● **STUDY TEXT**:
Run your first marathon
What are the best ways to run your first marathon?
The runner I respect the most, outside of my wife, is Emil Zatopek.
What I respect about him is that he was a Soldier in the Czeck Army who had to undergo a great deal of hardship for his own success and somehow found joy in the midst of all that.
He is the only three-time Olympic champion in three distance events.
The 5000m, 10,000m and the marathon.
An incredible feat that no one has duplicated since.
The military, isn’t what I necessarily call, the easiest occupation to have when trying to run well.
It takes time and an extraordinary amount of will to work through the demands of a military work week while working toward running goals.
Zatopek was quoted as saying,
We are different, in essence, from other men. If you want to win something, run 100 meters. If you want to experience something, run a marathon.
You may be a sprinter, never run a step in your life or have participated in another sport completely unrelated to distance running and accomplish a feat that not many people get to do.
I wanted to share 10 tips that can help you overcome concerns that you may have that running and finishing a marathon may not be up your ally. The truth is we all underestimate our abilities.
I do this all the time in the military. I have over 10 years experience as a Soldier and over five years as an Officer, but I see others who have been doing it far longer then I have and begin to think I do not match up to their expertise.
I am not as influential.
A trick I use is simply to accept that I have something to contribute.

● **SOURCE MATERIAL**:
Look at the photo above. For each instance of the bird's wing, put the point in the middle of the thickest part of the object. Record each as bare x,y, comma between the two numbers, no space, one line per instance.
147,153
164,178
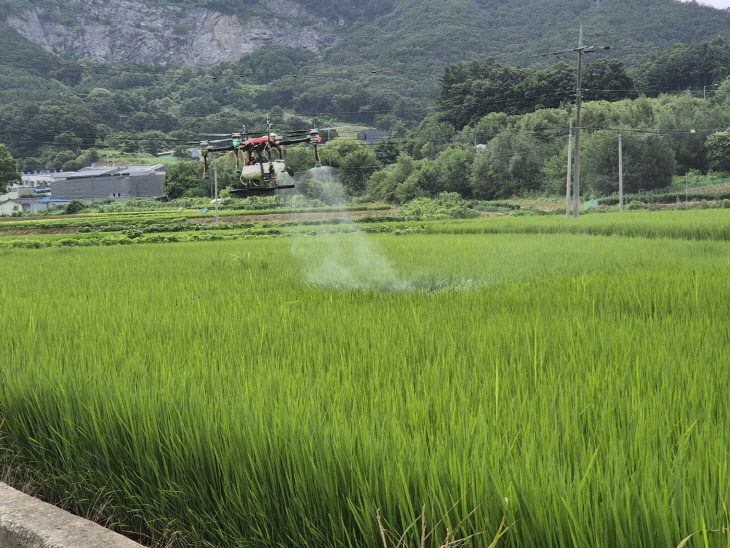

● **PARTS OF THE EXERCISE**:
• 1. Reproduce the passage of the text on running a first marathon from "It takes time" to "run a marathon.".
• 2. Write what comes next in the text on running a first marathon, picking up after its final sentence.

● **RESULTS FOR THE EXERCISE**:
• 1.
It takes time and an extraordinary amount of will to work through the demands of a military work week while working toward running goals.
Zatopek was quoted as saying,
We are different, in essence, from other men. If you want to win something, run 100 meters. If you want to experience something, run a marathon.

• 2.
Running is what I have done since I was a teenager. It is what I have dreamt and thought about for every second of the day for the past 20+ years.
I want to see you feel the effects of the healthy benefits running long distance can provide in your own life.
I began running marathons in 2002, had no idea I would ever run the distance until I got an email from the sports specialist of the US Army World Class Athlete Program ten years ago.
I had just run a then-PR of 53.21 at the 2002 Army Ten-Miler and was sitting on an athletic high.
My best time previously was the 55.23 I ran in college in a time-trial run my collegiate coach, Jack Hazen set up for us.
The email read,
Would you like to be a part of an Armed Forces Marathon team competing for Lung Cancer Research at the New York City Marathon? You will be starting in last place with aims of passing as many people as possible. $1 will be donated for every person you pass. Would you like to participate?
It was a blessing because running marathons was never something I thought I was capable of doing. It took one person and a little opportunity to get involved in a sport I never thought I was be involved in.
Marathons are about tenacity as much as talent – John Bigham
I don’t think people realize how easy running truly can be if the willingness to run consistently is placed within their schedule.
All things seem hard at first but the more practice is put into the activity the more routine it gets, running is no different.
I hope the following ten tips will get you out the door preparing to run your first marathon
Believe In Yourself
The marathon is a running event every person can complete regardless if they think so or not.
You can’t live your life listening to criticisms and negative news. Running produces pleasure endorphins in the brain.
Imagine participating in a sport that makes you feel better.
It is a fact that so many miss out on because they think running is too hard, not fun.
Be patient, let it come to you. I promise you it will get easier.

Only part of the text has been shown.